A Wolves season that began with tons of promise and potential faded quickly because of injuries and roster holes. They have also had an alarming ability to lose close games. We saw a stat the other day that, at the time, the Wolves were 22-11 when entering the fourth quarter with a lead. That might seem decent, but really 11 blown leads is not good at all. Against the Lakers last night, Minnesota trailed late, mounted a furious comeback and had a chance to tie ... except that Ricky Rubio's desperation shot fell short after he was hacked -- no foul called -- by Kobe Bryant. Even so, Kobe has enough swagger, particularly against the Wolves, to say this afterward about what would have happened if a foul was called and Rubio made all three free throws: "We would have gone into overtime and won the game. It’s as simple as that.” Is there anyone that doubts that? Poor Ricky.

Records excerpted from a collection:
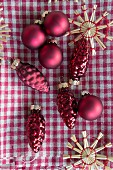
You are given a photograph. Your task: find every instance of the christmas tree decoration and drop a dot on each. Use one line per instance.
(79, 61)
(89, 28)
(50, 55)
(67, 105)
(33, 36)
(89, 107)
(56, 23)
(62, 0)
(30, 76)
(88, 155)
(3, 32)
(35, 128)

§ **Assigned task 1**
Name every basketball team and player that the piece on the Wolves' season mentions, listing each one once.
§ **Assigned task 2**
Continue the piece on the Wolves' season from its final sentence.

§ **Exercise output 1**
Wolves (also called Minnesota), Lakers, Ricky Rubio, Kobe Bryant

§ **Exercise output 2**
The Wild, on the other hand, jumped out to a comfortable 2-0 lead early, gave up three stunning goals to fall behind against the last-place Coyotes ... and then rallied to tie with the goalie pulled in the final minute -- similar to a desperation shot in hoops -- and decisively won in overtime just as many inside the building would assume they would. These are two franchises on opposite trajectories, and it was never more obvious than it was Thursday night.
Jon Marthaler bakes up a delicious batch of links for you every weekend. Other times, you can find him here. Jon?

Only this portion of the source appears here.